(Natural-language object grounding data)
BEGIN

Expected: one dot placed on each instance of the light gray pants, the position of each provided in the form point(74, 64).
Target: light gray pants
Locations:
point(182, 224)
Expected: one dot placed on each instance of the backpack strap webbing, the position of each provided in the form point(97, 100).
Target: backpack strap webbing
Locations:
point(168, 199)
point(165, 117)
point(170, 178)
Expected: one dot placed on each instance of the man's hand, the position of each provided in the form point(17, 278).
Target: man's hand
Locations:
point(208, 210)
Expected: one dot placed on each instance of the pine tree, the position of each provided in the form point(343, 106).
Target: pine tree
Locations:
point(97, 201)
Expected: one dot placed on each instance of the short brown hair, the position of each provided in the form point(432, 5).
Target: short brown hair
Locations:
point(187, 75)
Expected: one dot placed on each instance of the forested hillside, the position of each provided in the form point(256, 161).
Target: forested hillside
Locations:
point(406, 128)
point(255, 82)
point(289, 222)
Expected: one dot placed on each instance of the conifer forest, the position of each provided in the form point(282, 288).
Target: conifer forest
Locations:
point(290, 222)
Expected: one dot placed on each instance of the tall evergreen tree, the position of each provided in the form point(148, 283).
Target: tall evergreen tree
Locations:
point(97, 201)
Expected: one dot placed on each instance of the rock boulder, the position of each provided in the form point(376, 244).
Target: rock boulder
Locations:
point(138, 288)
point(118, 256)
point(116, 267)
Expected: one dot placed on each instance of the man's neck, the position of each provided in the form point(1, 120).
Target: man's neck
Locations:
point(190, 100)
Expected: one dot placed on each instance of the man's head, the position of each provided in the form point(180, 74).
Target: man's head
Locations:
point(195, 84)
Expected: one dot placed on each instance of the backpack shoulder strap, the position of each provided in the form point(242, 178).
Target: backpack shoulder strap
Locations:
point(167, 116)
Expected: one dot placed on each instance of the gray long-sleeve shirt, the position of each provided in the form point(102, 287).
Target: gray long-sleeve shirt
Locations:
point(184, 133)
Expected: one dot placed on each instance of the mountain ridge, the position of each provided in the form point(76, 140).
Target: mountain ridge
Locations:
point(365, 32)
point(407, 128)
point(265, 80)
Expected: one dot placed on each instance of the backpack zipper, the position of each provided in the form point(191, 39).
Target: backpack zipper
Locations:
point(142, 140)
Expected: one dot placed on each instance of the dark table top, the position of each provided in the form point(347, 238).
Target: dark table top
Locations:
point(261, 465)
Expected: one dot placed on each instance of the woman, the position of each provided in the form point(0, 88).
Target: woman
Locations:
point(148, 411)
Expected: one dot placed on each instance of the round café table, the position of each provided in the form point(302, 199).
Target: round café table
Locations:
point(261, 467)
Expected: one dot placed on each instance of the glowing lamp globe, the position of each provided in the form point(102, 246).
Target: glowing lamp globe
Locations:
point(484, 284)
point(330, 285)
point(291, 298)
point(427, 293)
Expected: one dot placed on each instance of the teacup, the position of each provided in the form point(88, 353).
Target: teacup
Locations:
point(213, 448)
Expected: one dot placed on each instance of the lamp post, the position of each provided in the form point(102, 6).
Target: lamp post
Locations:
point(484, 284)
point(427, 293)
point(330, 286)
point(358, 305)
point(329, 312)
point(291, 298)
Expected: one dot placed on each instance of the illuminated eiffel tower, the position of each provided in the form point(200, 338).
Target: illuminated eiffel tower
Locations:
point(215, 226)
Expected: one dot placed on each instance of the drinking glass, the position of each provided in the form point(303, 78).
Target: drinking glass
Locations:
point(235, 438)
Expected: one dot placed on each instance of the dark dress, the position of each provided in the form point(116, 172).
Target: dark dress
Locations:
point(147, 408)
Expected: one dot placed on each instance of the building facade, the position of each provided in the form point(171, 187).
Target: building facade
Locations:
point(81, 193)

END
BEGIN

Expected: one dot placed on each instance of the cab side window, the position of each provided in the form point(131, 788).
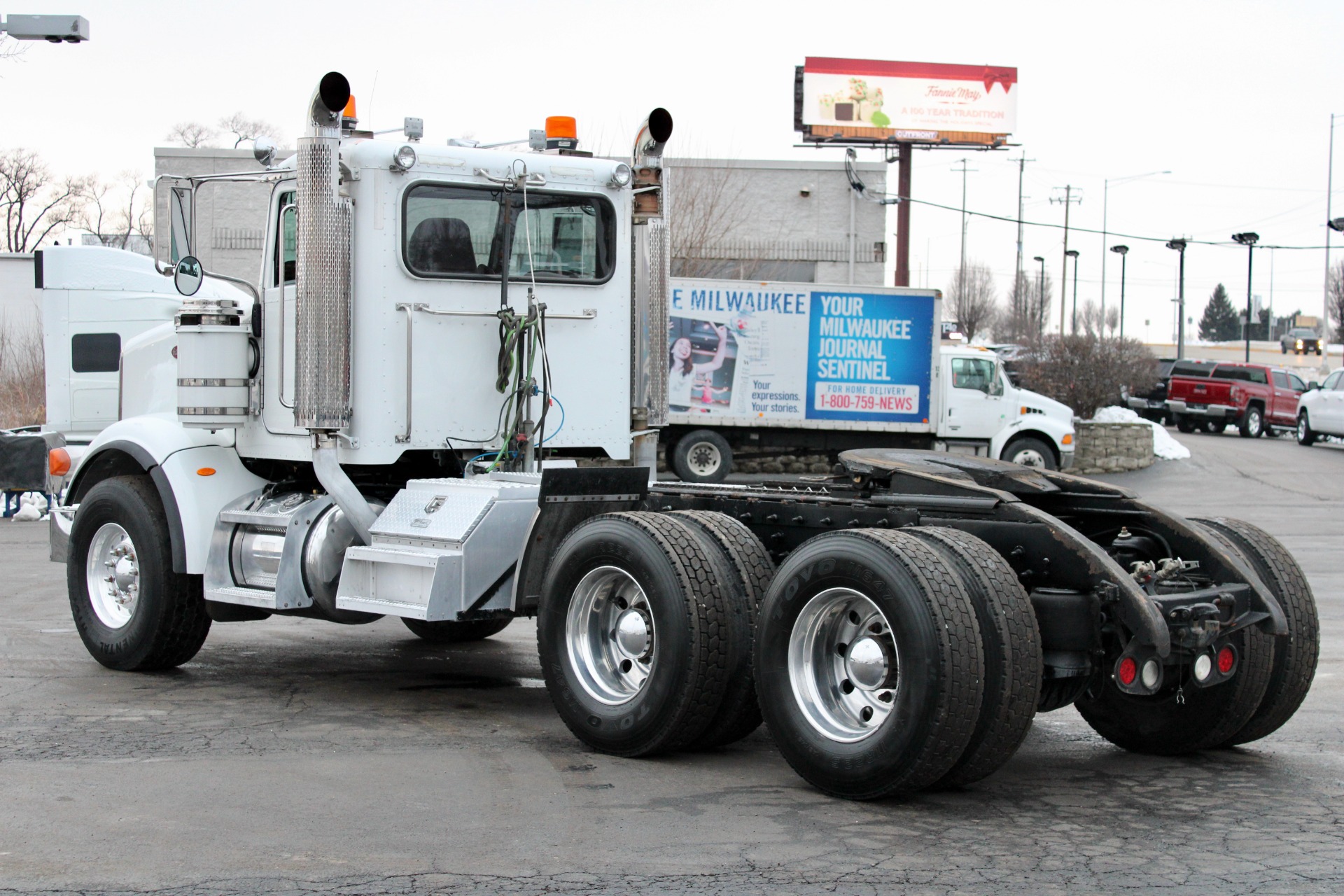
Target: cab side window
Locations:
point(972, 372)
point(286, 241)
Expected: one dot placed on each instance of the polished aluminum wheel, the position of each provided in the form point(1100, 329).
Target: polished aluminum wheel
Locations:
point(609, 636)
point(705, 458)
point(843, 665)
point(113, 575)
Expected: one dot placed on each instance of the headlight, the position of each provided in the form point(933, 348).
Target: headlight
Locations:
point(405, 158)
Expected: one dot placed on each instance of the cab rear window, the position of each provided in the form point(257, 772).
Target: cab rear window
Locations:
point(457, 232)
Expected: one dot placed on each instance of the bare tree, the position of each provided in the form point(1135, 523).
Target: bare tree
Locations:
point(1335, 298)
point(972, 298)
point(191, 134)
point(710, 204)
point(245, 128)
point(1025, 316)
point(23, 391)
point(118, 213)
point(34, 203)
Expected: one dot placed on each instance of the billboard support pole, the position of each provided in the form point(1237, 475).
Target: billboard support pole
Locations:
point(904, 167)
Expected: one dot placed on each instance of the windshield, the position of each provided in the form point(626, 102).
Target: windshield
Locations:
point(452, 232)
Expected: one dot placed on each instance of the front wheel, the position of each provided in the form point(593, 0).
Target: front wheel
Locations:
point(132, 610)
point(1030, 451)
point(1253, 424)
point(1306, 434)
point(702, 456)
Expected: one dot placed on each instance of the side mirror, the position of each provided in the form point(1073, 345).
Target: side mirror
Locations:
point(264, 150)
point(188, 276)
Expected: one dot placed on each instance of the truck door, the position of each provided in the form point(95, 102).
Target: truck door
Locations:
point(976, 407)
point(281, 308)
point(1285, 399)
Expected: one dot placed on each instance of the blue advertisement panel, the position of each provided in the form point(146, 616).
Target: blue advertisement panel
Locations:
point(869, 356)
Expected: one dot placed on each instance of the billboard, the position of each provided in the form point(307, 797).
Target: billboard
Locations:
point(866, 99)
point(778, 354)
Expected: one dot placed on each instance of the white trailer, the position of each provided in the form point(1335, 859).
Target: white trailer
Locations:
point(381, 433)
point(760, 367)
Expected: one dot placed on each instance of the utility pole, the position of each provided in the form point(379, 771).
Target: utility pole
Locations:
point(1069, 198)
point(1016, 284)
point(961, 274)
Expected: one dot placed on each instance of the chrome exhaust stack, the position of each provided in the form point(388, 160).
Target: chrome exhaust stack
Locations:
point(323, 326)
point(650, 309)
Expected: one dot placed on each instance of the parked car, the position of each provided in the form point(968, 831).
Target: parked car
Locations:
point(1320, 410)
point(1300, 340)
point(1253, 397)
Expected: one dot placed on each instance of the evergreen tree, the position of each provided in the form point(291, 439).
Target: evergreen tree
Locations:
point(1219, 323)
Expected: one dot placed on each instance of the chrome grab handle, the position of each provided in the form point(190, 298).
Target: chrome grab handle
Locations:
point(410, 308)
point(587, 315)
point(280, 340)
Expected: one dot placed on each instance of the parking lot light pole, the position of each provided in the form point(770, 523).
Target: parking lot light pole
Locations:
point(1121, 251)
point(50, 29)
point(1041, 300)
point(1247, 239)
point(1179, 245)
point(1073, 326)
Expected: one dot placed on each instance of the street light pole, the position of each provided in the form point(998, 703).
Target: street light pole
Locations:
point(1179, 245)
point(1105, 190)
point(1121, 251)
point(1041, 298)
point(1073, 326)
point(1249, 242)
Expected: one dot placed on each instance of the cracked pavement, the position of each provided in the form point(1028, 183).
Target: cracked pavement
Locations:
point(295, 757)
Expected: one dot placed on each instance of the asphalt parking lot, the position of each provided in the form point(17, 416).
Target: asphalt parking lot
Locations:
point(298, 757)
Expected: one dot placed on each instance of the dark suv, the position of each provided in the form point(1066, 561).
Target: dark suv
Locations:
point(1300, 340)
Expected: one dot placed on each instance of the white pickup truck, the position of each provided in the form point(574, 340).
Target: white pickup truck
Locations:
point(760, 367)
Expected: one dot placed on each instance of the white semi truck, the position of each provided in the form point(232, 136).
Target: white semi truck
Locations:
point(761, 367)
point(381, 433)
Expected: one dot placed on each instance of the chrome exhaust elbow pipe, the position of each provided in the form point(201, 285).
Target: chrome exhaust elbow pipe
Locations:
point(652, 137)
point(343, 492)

END

## Task
Scan the lines above for the word "advertisement" and copy every one where it occurs.

## Worked solution
Expected: one dot placed on each instance of the blue advertisement panel, the position of each provided in the form point(146, 616).
Target: blue advertisement panel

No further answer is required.